** START RECORD LIST **

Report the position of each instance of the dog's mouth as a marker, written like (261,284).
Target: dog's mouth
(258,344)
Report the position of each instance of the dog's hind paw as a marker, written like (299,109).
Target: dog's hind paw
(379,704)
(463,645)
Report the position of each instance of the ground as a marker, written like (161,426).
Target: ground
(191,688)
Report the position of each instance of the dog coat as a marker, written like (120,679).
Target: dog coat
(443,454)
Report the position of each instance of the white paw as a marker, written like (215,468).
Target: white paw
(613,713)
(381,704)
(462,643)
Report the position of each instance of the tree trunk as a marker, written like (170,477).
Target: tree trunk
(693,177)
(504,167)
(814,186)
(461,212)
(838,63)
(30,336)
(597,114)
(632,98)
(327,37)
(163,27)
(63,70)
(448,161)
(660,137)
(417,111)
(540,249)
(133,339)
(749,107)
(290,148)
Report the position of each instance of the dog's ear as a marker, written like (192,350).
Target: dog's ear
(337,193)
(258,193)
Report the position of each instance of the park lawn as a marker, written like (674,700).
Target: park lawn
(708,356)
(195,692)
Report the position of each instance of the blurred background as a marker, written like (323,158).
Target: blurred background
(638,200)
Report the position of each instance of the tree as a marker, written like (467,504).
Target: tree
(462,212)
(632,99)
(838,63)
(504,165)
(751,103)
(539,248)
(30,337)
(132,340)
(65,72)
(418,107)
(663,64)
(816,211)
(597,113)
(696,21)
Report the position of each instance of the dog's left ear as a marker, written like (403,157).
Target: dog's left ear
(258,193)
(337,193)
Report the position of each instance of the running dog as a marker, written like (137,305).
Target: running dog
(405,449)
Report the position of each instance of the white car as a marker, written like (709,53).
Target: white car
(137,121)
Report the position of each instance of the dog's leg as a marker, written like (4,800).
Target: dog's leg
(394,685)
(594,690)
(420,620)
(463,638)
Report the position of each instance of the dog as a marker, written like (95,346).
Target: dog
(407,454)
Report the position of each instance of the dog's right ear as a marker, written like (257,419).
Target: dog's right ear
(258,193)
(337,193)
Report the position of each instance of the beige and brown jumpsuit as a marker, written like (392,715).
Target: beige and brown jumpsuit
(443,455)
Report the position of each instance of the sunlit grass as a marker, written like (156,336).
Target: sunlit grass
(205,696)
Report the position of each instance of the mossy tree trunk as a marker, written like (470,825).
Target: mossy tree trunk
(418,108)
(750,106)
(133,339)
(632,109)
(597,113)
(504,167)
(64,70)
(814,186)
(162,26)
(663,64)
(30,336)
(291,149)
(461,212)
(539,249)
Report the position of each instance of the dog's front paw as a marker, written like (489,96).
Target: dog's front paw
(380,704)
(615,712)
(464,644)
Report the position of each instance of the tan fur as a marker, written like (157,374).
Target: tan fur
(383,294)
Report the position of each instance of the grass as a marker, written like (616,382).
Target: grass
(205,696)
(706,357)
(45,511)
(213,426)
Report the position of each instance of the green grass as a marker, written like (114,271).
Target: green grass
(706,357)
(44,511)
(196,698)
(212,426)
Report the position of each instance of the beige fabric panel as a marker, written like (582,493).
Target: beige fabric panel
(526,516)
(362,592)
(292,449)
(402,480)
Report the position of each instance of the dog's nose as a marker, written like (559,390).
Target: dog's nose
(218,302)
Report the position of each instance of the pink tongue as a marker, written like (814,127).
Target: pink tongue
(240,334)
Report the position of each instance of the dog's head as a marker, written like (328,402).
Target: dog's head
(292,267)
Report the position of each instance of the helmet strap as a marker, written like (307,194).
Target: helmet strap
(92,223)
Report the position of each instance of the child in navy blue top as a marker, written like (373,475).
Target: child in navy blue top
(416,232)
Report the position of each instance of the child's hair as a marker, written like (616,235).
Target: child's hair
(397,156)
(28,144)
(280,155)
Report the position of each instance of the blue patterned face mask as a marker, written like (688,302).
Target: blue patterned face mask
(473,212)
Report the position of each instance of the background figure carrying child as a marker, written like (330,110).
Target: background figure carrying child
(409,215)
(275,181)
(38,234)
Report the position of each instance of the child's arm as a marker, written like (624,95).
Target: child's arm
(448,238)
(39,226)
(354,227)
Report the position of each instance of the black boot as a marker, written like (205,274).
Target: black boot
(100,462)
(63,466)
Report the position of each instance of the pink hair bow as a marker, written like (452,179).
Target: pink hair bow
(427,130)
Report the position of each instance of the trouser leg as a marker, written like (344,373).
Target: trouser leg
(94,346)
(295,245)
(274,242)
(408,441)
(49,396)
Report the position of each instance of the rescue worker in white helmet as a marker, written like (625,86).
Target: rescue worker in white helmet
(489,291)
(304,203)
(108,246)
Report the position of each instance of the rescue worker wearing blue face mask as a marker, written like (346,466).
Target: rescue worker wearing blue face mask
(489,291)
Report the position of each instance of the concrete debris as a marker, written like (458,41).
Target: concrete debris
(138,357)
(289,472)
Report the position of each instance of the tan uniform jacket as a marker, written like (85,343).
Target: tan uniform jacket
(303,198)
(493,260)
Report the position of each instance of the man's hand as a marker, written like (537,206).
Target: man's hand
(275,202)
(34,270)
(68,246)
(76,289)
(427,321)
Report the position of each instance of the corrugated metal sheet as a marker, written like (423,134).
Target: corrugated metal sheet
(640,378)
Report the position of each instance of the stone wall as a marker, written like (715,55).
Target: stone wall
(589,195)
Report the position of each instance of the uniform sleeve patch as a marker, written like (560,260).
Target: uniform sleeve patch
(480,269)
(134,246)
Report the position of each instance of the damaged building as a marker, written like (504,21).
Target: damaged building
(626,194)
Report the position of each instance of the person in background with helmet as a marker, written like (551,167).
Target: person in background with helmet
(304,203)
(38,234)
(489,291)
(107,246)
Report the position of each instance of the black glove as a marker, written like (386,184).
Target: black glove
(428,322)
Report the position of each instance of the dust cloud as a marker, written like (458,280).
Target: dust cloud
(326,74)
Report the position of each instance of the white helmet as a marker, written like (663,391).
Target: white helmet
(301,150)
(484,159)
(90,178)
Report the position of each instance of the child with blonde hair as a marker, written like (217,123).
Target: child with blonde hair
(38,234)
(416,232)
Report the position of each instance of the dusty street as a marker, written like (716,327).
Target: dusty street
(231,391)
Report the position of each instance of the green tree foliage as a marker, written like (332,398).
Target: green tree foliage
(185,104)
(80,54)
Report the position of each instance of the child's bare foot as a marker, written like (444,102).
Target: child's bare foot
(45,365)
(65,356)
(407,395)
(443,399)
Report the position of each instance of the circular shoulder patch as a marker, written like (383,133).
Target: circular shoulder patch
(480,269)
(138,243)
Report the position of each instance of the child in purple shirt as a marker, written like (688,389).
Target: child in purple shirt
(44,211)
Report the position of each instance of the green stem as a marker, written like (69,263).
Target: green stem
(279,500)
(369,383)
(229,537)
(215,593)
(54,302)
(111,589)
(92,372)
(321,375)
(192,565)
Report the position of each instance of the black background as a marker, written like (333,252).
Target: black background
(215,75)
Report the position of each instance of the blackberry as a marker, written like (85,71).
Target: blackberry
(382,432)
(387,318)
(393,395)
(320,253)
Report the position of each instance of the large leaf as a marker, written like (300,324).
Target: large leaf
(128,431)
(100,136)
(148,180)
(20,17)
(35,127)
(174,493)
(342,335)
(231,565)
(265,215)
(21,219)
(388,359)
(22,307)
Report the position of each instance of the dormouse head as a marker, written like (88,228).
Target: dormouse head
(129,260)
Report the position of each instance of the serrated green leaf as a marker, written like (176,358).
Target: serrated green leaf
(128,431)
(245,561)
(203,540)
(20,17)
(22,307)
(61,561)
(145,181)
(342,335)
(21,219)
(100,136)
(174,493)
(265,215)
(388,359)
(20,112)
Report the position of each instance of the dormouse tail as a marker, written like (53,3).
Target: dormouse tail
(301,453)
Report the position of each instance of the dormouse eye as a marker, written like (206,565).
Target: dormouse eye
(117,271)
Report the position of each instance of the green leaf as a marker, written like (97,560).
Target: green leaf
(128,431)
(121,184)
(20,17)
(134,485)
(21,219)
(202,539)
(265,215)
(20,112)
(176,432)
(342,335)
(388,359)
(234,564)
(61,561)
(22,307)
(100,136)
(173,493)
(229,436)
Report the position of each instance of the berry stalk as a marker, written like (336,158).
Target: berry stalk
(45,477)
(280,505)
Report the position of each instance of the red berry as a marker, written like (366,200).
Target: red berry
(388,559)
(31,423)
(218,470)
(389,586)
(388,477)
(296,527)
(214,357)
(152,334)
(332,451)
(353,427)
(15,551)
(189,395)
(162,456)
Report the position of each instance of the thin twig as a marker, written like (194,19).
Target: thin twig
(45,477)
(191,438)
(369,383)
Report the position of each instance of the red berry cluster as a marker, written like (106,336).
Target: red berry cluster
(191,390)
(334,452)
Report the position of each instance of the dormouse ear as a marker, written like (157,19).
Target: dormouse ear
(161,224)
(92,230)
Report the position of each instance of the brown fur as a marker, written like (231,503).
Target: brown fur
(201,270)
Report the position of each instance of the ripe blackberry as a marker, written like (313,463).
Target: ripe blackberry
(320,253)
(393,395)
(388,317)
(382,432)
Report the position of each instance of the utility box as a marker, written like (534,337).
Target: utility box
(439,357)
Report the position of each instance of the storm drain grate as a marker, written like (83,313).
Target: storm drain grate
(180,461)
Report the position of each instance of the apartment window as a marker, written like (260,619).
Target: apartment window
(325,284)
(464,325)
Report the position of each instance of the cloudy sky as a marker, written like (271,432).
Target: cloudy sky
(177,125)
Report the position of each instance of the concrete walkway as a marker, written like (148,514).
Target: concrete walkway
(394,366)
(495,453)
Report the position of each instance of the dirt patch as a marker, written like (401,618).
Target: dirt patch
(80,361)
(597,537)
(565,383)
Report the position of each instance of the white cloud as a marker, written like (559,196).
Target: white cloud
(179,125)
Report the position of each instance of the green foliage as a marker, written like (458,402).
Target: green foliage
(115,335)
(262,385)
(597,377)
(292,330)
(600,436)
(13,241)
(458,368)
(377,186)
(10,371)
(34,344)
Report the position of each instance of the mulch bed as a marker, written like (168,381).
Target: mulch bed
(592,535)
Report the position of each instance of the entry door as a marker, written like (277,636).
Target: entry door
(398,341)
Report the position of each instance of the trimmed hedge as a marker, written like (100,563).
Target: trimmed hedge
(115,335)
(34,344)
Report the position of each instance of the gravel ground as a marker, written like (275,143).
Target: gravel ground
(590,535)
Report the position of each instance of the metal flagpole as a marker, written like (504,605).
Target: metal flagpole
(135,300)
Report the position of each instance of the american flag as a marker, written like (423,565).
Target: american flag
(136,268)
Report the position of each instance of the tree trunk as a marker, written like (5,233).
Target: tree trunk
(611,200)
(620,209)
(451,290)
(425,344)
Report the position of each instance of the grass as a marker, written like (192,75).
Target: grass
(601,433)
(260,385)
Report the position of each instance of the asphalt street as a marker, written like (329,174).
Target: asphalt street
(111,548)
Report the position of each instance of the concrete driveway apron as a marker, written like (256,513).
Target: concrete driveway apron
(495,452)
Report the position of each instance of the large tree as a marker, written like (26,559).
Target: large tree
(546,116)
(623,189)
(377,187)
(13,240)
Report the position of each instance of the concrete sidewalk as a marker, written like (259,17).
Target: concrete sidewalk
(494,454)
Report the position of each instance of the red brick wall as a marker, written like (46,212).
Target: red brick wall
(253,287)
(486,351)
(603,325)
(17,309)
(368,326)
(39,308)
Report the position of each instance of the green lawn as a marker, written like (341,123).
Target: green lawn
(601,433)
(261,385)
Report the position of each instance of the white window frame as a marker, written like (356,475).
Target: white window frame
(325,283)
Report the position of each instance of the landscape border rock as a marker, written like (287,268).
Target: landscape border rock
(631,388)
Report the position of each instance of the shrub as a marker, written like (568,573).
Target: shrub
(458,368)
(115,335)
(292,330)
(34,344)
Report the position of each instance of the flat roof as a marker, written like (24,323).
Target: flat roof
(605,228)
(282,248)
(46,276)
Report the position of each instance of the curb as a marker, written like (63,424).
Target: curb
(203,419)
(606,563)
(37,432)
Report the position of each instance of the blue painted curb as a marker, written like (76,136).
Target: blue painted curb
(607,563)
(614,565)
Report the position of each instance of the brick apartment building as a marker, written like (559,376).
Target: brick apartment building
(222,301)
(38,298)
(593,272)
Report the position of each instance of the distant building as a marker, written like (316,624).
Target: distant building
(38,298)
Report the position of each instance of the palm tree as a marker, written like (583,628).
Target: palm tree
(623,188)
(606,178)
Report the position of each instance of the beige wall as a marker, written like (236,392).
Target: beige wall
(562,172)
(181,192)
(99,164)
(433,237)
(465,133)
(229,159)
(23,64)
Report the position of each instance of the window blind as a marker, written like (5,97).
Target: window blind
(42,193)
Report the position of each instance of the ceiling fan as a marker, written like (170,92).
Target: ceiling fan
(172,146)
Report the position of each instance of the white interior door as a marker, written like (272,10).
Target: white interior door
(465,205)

** END RECORD LIST **

In the stretch of rows from the line containing "Report the position of each instance of the white interior" through the end of the rows, swap "white interior door" for "white front door" and give back only those lines with everything else unchanged.

Report the position of each instance of the white front door as a marker, written like (272,10).
Target: white front door
(465,205)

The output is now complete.